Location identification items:
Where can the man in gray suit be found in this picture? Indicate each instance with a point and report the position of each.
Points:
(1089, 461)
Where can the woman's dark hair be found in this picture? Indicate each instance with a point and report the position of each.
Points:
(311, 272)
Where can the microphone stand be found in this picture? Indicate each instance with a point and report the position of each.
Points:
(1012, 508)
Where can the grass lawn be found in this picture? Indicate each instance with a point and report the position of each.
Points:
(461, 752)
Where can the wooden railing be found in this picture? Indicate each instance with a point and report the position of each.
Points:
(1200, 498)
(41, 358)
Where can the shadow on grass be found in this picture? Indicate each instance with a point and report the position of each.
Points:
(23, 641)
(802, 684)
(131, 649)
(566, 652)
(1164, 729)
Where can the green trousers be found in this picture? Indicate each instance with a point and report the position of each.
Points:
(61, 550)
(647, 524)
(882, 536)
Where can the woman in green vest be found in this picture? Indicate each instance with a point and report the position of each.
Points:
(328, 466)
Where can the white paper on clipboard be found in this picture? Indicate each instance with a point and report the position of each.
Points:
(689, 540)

### [TASK GOAL]
Copy out the items again, swapping every "Indicate" for "Mark" and keeping the rest of the text the same.

### [TASK SOLUTION]
Where can the man in gray suit be found in this picture? Mark each instance with a point and report the position of each.
Points:
(1089, 461)
Where can the woman's dark hair be found in this picture? Mark each instance with a point and report the position of each.
Points:
(311, 272)
Where can the microphone stand be found in this picture? Mark each instance with a point and report the position of each.
Points:
(1012, 508)
Where can the grass lawn be found in this picture? Mark each instance with a point and report the position of each.
Points:
(461, 752)
Where can the wooden railing be found in this picture? Mark each instance with a point and report the position of each.
Points:
(1200, 498)
(41, 358)
Where can the shadow on grass be found in this picture? Mark each instance with a point and report the position of each.
Points:
(23, 641)
(802, 684)
(131, 649)
(566, 652)
(1164, 729)
Where can the green trousers be found in this picture? Mark each instance with a point and report the position of each.
Points:
(61, 550)
(647, 524)
(882, 536)
Where can the woman in green vest be found in this picture? Mark each instance with a point and report the position of each.
Points:
(328, 466)
Where can the white paper on clipboard be found in this picture? Mark each instance with a point and report the position of each.
Points:
(689, 540)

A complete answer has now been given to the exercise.